**The problem:**
Present every line of the items below as a single numbered list, skipping any blank lines.

**Given records:**
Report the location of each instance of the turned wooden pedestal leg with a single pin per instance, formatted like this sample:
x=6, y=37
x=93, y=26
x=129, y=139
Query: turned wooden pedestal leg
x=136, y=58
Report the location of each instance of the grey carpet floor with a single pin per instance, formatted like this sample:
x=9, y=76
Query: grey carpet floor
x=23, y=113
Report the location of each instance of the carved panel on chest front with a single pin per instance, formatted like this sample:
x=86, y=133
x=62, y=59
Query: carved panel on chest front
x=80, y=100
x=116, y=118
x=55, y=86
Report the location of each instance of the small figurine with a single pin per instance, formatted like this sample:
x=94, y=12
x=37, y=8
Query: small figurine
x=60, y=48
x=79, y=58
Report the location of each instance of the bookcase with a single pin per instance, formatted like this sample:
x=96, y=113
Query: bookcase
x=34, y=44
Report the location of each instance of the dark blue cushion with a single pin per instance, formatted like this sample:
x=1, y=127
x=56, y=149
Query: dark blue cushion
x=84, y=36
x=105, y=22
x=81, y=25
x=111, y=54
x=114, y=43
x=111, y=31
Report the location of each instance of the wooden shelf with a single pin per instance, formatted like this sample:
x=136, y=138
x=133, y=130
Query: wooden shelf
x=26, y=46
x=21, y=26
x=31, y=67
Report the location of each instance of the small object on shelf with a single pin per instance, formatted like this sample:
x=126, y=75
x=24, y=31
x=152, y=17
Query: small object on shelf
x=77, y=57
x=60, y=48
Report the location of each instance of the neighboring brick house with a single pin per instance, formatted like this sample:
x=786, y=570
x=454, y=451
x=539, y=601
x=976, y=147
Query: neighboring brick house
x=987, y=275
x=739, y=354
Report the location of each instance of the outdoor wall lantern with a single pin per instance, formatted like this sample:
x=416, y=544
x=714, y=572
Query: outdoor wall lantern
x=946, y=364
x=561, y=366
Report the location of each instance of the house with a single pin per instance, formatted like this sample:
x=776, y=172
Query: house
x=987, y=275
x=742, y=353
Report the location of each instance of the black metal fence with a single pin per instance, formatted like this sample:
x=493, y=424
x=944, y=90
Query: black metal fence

**Exercise solution:**
1. Report the location of each instance of the turned wooden pedestal leg with a single pin per instance, formatted like this sample:
2. x=6, y=37
3. x=93, y=26
4. x=129, y=139
5. Query: turned wooden pedestal leg
6. x=136, y=58
7. Report the location of each instance of the grey carpet floor with a single pin per instance, formatted like this sample:
8. x=9, y=76
9. Query: grey carpet floor
10. x=23, y=113
11. Report the location of each instance of the carved panel on chest front with a single pin per instance, formatted like this sample:
12. x=86, y=133
13. x=62, y=59
14. Query: carved panel on chest front
15. x=80, y=100
16. x=116, y=118
17. x=55, y=86
18. Report the location of each instance of the small figurine with a single pin per instance, formatted like this sample:
19. x=94, y=12
20. x=37, y=8
21. Query: small figurine
22. x=60, y=48
23. x=79, y=58
24. Report the location of each instance of the bookcase with a single pin per instance, formatted like this sample:
25. x=96, y=113
26. Query: bookcase
27. x=34, y=44
28. Report the location of each instance of the dark blue cushion with a single pin per instance, formatted like this sample:
29. x=1, y=127
30. x=56, y=149
31. Query: dark blue cushion
32. x=84, y=36
33. x=105, y=22
34. x=81, y=25
35. x=111, y=54
36. x=114, y=43
37. x=111, y=31
38. Report the location of each instance of the wooden shelf with a single pin per instance, formatted like this sample:
39. x=136, y=138
40. x=133, y=130
41. Query: wooden shelf
42. x=26, y=46
43. x=21, y=26
44. x=31, y=67
45. Report the location of each instance of the small object on shelf with a single pin per instance, formatted like this sample:
46. x=126, y=75
47. x=24, y=31
48. x=152, y=17
49. Query: small object on shelf
50. x=77, y=57
51. x=60, y=48
52. Report the location of each instance of the neighboring brick house with a single pin per instance, formatted like this sample:
53. x=786, y=570
54. x=454, y=451
55. x=539, y=601
56. x=976, y=147
57. Query: neighboring brick house
58. x=987, y=275
59. x=739, y=354
60. Report the location of each instance of the outdoor wall lantern with a single pin per instance, formatted like this sample:
61. x=416, y=544
62. x=714, y=572
63. Query: outdoor wall lantern
64. x=946, y=364
65. x=561, y=366
66. Report the location of each instance of the house with a single pin per instance, formatted like this sample:
67. x=776, y=172
68. Query: house
69. x=987, y=275
70. x=742, y=353
71. Report the location of each instance of the black metal fence with a single pin per instance, formatted like this sample:
72. x=493, y=424
73. x=944, y=90
74. Query: black metal fence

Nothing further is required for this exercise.